◆ Brief
Rewrite the stretch from the line containing "Can you see the tree canopy?" through the end of the listing, switching "Put down" to "Place" and changing nothing else.

--- begin Dataset records ---

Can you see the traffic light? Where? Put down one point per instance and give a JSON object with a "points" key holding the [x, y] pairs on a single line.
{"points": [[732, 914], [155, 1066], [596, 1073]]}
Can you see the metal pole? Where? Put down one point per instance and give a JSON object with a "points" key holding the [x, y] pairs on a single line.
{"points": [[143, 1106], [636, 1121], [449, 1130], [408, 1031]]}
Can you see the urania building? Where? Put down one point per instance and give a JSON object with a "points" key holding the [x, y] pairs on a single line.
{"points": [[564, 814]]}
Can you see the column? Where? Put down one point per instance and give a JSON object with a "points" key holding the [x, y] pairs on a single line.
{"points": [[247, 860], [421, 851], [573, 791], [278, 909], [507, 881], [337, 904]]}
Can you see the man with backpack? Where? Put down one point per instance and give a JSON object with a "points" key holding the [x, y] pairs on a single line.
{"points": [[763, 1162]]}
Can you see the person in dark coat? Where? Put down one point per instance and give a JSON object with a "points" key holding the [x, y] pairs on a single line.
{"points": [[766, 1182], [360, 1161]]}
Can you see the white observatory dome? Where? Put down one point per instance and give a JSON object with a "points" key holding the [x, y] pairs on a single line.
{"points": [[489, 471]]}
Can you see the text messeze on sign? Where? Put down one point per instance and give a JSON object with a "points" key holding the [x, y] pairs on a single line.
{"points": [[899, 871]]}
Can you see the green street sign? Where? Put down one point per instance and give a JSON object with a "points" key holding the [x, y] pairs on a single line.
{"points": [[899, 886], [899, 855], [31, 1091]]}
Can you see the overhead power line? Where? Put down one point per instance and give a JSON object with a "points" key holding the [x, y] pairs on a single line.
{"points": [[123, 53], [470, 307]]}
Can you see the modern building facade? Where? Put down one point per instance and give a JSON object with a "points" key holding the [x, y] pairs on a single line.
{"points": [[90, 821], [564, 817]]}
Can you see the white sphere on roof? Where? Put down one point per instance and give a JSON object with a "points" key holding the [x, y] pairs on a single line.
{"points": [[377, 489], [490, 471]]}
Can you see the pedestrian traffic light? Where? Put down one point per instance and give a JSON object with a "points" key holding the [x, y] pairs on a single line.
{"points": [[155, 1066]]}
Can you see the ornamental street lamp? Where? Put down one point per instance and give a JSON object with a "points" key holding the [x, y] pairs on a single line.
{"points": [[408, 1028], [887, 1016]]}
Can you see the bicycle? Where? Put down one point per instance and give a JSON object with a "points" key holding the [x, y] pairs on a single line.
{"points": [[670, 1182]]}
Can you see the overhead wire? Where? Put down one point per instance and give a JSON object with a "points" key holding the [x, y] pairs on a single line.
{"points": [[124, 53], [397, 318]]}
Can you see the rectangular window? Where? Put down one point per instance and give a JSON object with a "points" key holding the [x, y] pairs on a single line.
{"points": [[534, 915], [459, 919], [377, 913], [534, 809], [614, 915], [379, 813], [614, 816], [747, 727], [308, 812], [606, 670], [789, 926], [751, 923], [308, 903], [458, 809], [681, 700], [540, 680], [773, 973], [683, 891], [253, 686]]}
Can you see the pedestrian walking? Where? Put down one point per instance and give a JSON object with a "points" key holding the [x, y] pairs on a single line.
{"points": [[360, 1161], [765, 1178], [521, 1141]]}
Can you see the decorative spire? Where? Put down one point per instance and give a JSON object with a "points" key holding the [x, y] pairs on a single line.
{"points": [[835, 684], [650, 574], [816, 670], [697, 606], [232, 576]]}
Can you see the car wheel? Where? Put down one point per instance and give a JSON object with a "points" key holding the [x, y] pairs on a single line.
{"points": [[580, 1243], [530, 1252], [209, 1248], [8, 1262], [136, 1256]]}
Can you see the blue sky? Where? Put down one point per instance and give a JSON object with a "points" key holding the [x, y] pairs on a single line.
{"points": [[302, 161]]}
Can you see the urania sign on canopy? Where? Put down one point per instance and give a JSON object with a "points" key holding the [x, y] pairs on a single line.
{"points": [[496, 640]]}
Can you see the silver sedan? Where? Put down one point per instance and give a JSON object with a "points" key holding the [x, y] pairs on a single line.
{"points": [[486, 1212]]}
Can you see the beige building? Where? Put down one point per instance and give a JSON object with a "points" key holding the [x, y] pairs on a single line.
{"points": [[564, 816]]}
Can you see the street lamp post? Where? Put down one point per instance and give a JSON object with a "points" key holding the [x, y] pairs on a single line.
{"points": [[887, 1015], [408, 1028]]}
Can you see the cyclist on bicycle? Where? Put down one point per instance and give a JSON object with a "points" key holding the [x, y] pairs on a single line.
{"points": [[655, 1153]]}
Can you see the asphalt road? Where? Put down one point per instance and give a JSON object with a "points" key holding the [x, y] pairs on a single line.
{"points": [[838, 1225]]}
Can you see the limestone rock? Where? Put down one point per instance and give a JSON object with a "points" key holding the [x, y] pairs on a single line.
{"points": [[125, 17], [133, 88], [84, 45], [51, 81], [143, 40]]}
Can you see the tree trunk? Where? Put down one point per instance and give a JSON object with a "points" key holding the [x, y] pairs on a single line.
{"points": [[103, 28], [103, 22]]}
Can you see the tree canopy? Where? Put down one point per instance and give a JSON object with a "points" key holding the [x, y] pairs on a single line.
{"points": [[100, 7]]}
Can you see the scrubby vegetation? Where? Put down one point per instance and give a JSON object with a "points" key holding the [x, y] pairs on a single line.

--- end Dataset records ---

◆ Answer to the exercise
Can you see the tree canopy? Where? Place one point per instance and give a JSON object with a "points" key holding the [x, y] pairs on a single line.
{"points": [[100, 7]]}
Can you see the scrubby vegetation? Where? Place one point per instance and give a JSON object with a "points" key holding the [x, y] pairs on a single line.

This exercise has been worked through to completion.